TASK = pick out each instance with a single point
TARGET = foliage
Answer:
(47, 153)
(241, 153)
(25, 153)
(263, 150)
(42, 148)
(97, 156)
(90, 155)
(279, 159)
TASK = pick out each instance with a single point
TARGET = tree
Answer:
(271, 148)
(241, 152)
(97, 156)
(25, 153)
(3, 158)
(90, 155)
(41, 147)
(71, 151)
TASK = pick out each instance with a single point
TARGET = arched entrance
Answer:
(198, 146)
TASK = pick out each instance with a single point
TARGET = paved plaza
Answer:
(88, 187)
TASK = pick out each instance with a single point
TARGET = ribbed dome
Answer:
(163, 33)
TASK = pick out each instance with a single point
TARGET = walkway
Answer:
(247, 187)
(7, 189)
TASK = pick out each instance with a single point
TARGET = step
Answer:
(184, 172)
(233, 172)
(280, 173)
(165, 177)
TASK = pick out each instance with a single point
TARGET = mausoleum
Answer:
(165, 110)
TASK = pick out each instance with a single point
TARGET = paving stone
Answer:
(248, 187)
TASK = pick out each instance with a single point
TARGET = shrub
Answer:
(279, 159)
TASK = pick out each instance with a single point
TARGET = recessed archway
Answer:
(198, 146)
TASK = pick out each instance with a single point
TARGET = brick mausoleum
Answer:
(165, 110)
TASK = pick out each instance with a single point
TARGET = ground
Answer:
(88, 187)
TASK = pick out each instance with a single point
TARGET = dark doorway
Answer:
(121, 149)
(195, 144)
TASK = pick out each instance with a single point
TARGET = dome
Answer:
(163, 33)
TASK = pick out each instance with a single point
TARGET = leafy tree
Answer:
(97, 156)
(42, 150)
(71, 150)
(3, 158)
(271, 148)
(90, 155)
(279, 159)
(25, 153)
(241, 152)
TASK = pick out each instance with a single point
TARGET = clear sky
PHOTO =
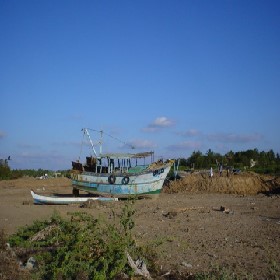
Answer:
(169, 76)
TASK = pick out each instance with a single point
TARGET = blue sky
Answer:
(169, 76)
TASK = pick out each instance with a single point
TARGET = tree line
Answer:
(253, 160)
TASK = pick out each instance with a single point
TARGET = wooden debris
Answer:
(139, 267)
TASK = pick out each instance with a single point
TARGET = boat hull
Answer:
(146, 183)
(54, 200)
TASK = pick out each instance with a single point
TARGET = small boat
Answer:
(119, 174)
(43, 199)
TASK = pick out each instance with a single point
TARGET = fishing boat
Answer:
(64, 199)
(118, 174)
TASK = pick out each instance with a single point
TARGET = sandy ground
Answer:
(196, 224)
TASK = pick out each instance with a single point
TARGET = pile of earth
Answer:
(247, 183)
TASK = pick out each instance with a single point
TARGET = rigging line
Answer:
(81, 146)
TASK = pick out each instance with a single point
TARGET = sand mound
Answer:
(246, 183)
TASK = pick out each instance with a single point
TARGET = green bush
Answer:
(79, 247)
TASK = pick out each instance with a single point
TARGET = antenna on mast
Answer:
(91, 143)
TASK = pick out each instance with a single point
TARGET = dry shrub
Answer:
(9, 265)
(246, 184)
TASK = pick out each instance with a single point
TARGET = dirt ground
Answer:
(196, 224)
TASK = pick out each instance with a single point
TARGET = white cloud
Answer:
(234, 138)
(185, 146)
(142, 144)
(158, 123)
(190, 133)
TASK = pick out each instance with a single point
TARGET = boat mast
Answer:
(91, 143)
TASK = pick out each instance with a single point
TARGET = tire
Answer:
(125, 180)
(112, 179)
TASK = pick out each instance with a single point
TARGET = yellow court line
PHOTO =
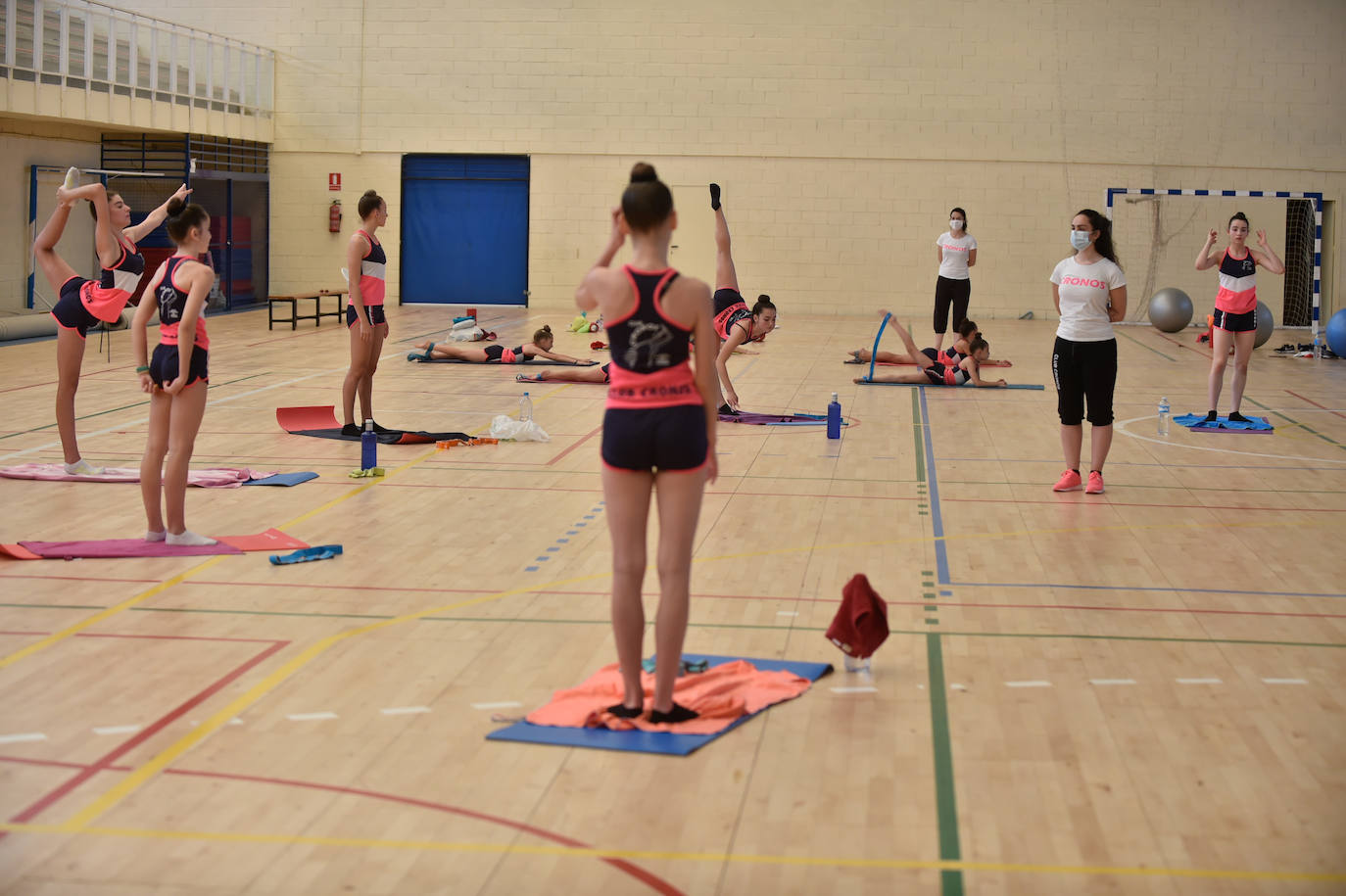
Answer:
(180, 578)
(647, 855)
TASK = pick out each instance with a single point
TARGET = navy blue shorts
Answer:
(71, 311)
(376, 315)
(1236, 323)
(654, 438)
(165, 365)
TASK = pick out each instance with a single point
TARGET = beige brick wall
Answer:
(841, 132)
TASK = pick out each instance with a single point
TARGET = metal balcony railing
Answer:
(90, 46)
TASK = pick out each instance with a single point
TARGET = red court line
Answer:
(141, 736)
(1316, 403)
(621, 864)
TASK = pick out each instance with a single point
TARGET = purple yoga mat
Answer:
(121, 547)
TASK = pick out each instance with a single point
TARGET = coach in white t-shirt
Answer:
(1090, 292)
(957, 252)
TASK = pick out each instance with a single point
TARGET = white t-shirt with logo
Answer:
(1083, 292)
(953, 255)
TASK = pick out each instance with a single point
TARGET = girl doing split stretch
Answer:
(658, 431)
(85, 303)
(175, 377)
(365, 317)
(1090, 294)
(734, 322)
(1236, 307)
(540, 348)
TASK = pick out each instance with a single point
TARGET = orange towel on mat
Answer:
(722, 694)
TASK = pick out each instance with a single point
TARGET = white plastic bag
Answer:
(505, 427)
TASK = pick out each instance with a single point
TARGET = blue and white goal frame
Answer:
(1317, 198)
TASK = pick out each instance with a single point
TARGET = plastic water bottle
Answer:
(367, 447)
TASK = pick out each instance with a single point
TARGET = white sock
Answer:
(187, 539)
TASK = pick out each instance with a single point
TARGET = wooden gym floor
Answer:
(1130, 693)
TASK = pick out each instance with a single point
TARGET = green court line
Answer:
(1144, 346)
(1284, 416)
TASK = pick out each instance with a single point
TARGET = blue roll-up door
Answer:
(464, 229)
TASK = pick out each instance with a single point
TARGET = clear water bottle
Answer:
(834, 417)
(367, 447)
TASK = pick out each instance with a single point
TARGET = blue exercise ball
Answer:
(1266, 323)
(1170, 309)
(1337, 334)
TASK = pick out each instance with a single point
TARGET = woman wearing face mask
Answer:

__TASK DESCRIPTION__. From the records above, transcribe exactly the lines starting at the one containing "TARGET = mausoleum" and ending at the one containing "TARGET = boat hull". Skip the pictures.

__TASK RESPONSE__.
TARGET = mausoleum
Answer:
(165, 110)
TASK = pick out each instance with a single point
TARGET = paving stone
Answer:
(248, 187)
TASK = pick out each instance with a single point
TARGET = shrub
Answer:
(279, 159)
TASK = pick out each instance with a single point
TARGET = recessed archway
Answer:
(198, 146)
TASK = pick out each instance with a single point
TARGET = brick mausoleum
Answer:
(165, 110)
TASK = pick out each instance with a single point
TARGET = ground
Answer:
(88, 187)
TASK = pick out each instance with a single point
TARGET = dark doorway
Answer:
(121, 149)
(195, 144)
TASK = pick out each instance with a single point
TARGET = dome
Answer:
(163, 33)
TASK = pick out each instance with a single point
TARGET = leafy tree
Answer:
(97, 156)
(42, 150)
(71, 150)
(3, 158)
(271, 148)
(90, 155)
(279, 159)
(25, 153)
(241, 152)
TASK = pick out each instance with a single point
TARGET = clear sky
PHOTO =
Answer:
(169, 76)
TASK = pick out each instance with a single point
TARGET = blue sky
Answer:
(169, 76)
TASK = pick out each instance with a single point
TARGET = tree line
Answer:
(253, 160)
TASK = pick out each instance with a single point
TARGET = wooden debris
Answer:
(139, 267)
TASK = pick out each instance with a single point
TARGET = boat hull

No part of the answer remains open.